§ **EXCERPT**:
Juli Feigon

Distinguished Professor of Biochemistry

Member, National Academy of Sciences

Dr. Feigon received her B.A. from Occidental College and her M.S. and Ph.D. (1982) from the University of California, San Diego where she studied with Dr. David Kearns. Her postdoctoral work was completed at the Massachusetts Institute of Technology, where she was a Damon Runyon-Walter Winchell Cancer Fund Postdoctoral Fellow with Dr. Alexander Rich from 1982-1985. Dr. Feigon joined the UCLA faculty in the Department of Chemistry and Biochemistry in 1985. She is currently Distinguished Professor of Biochemistry and holds the Christopher Foote Term Chair. She is a member of the UCLA-DOE institute of Genomics and Proteomics, the Molecular Biology Institute, and the California Nanosystems Institute. She is a recipient of the Dupont Young Faculty Award, National Science Foundation Presidential Young Investigator Award, Glenn T. Seaborg Research Award, Herbert Newby McCoy Research Award, is a Fellow of the American Association for the Advancement of Science and a Member of the National Academy of Sciences.

Dr. Feigon pioneered the use of NMR to determine structures and dynamics of DNA and RNA. As a graduate student (1976-1982) she used correlation NMR spectroscopy to investigate the interactions of >90 different drugs with DNA and also published the first two dimensional FT NMR spectra of DNA duplexes, demonstrating that NOESY and COSY data could be used reveal structural details. During her postdoctoral work (1982-1985) she used NMR to study the conversion of B-DNA to Z-DNA, correlating B-DNA resonances with Z-DNA resonances in one of the first examples of exchange spectroscopy applied to macromolecules. Dr. Feigon’s early work as a faculty member at UCLA (1985 on) was seminal in defining the conformational variability of DNA. She published the first structures of DNA triplexes, quadruplexes, and aptamers, and her work has provided fundamental insights into DNA A-tract and protein induced bending, cation interactions with DNA, Hoogsteen base pairs, and drug binding to DNA. Her landmark 1992 structural studies of DNA quadruplexes formed by Oxytricha telomere repeats was seminal to the now burgeoning fields of G-quadruplex targeted anticancer and telomerase inhibiting drugs and DNA nanostructures. In the mid-1990s she began to turn her attention to understanding RNA folding and function, including studies of RNA aptamers, ribozymes, and riboswitches, and recognition of RNA by proteins. She solved the first solution structure of a riboswitch (preQ1) (2009) and set the standard for high resolution RNA structures determined by NMR. For all of this work, she has developed new NMR methods and applications for studying nucleic acids structure and dynamics, including assignments and detecting cation interactions. She has combined structural and functional studies of RNA-protein complexes to reveal essential determinants of protein recognition of single stranded and of double stranded RNA by RRMs and dsRBDs, respectively. She has made major contributions to understanding the structure, function, processing, and assembly of H/ACA RNPs, RNase III, and telomerase. Work on these projects as well as other non-coding and riboswitch RNAs is ongoing.

§ **INFORMATION PROVIDED**:
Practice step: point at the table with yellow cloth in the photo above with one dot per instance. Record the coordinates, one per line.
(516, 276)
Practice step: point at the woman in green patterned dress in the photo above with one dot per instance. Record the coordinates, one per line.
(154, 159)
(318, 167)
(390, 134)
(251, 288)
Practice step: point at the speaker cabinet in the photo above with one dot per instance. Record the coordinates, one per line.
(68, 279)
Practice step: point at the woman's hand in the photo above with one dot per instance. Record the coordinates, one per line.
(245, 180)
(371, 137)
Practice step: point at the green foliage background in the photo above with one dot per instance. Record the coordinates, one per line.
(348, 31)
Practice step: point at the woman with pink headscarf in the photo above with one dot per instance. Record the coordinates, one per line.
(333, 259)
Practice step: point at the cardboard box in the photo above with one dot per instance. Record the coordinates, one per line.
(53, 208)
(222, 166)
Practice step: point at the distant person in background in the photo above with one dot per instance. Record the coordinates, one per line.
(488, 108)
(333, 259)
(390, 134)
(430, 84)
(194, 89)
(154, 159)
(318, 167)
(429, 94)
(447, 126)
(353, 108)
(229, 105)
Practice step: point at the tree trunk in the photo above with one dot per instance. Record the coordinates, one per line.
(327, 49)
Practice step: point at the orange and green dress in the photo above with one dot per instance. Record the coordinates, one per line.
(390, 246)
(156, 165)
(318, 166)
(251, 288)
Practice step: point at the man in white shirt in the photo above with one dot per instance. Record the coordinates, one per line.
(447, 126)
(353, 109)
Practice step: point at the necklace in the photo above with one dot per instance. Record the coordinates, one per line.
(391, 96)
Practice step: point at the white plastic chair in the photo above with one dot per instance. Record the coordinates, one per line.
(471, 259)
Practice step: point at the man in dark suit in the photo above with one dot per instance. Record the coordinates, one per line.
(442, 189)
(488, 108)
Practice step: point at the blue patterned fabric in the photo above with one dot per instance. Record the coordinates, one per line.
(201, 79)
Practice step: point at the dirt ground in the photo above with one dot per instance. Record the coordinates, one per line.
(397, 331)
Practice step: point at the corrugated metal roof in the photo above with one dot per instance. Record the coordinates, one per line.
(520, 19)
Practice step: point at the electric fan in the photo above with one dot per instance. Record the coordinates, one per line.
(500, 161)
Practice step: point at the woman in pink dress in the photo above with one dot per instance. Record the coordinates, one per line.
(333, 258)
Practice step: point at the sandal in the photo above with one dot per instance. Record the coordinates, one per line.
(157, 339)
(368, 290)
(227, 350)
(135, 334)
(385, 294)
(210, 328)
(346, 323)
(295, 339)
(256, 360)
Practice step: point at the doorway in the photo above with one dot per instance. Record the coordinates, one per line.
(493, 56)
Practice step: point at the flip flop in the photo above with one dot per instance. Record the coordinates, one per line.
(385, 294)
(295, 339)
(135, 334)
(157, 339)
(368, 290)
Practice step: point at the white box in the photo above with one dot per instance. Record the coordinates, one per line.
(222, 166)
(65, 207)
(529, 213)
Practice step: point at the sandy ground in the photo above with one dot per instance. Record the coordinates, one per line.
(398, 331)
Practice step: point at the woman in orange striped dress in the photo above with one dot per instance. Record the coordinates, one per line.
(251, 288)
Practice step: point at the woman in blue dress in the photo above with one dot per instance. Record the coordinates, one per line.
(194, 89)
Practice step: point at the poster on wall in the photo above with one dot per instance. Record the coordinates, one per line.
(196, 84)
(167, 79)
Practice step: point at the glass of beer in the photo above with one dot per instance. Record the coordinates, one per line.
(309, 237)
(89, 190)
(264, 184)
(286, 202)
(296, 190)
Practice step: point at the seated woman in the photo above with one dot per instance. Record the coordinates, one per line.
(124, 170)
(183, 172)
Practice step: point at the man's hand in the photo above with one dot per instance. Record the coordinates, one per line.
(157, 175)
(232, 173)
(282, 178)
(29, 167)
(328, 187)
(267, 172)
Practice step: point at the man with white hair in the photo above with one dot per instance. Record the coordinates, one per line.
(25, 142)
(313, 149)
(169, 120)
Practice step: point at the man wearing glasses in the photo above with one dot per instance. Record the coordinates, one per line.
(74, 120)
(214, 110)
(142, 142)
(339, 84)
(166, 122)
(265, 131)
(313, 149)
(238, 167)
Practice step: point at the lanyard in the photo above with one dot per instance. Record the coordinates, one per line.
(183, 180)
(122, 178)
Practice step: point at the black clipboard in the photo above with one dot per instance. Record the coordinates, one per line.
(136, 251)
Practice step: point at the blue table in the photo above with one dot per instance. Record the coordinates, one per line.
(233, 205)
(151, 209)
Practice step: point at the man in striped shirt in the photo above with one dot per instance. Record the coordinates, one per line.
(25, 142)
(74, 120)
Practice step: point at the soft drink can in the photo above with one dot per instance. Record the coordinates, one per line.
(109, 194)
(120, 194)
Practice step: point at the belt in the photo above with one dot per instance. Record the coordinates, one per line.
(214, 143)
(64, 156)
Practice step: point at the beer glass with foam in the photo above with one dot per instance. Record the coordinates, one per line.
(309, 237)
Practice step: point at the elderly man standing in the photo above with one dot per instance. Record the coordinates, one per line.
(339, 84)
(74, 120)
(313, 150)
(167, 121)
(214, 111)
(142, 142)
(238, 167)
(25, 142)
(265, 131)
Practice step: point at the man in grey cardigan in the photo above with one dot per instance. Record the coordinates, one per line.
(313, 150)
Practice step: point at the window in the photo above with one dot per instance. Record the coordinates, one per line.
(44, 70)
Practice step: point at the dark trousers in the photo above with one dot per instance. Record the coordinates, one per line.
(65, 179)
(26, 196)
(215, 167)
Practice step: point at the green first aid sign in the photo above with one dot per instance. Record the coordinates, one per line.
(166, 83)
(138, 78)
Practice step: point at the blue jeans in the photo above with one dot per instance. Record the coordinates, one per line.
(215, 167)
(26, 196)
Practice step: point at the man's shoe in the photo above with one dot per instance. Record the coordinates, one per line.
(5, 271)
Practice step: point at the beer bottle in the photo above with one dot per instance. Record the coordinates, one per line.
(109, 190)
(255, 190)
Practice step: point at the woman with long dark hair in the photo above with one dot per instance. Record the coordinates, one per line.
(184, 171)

§ **THE TASK**: Write the next part of the Juli Feigon profile, picking up after its last sentence. The listing is unrelated material and has no connection to the Juli Feigon profile.

§ **RESPONSE TO THE TASK**:
Her most recent work employs hybrid methods of NMR, Xray crystallography, and electron microscopy along with biochemistry to study structure, dynamics, and function of RNA and RNA-protein complexes. For the past decade a major focus of the laboratory has been on telomerase structure and function. Among her seminal achievements in this field was the first structure of a domain of telomerase RNA, a conserved pseudoknot containing a triple helix that is essential for activity (2005) and the structure of a telomerase RNA-protein complex that revealed a conformational change in the RNA required for telomerase assembly and a new protein-RNA recognition motif (2012). In 2013 she published the long awaited structure of a telomerase holoenzyme, determined by electron microscopy, with a model of the RNP catalytic core based on fitting of known NMR and crystal structures.

Dr. Feigon has on-going collaborations with Dr. Kathy Collins (telomerase biochemistry) and Dr. Z. Hong Zhou (electron microscopy) and a long-standing collaboration with Dr. Vladimir Sklenar (NMR methods development). Present and past collaborators include Drs. Michael Stone, Todd Yeates, Shu-ou Shan, Yehuda Tzfati, Tamas Kiss, Guillaume Chanfreau, Christopher Switzer, Duilio Cascio, Robert Clubb, Philippe Bouvet, Michelle Caizergues-Ferrer, Stephan Grzesiek, Wayne Hubbel, Peter Z. Qin, Ite Laird-Offringa, Reid Johnson, Daniel Neuhauser, Robert Griffin, Irvin S.Y. Chen, Jack Szostak, Frank Anet, David Eisenberg, Richard Lehrer, Peter Dervan, Larry Gold, Jacques van Boom, and Andrew H-J Wang.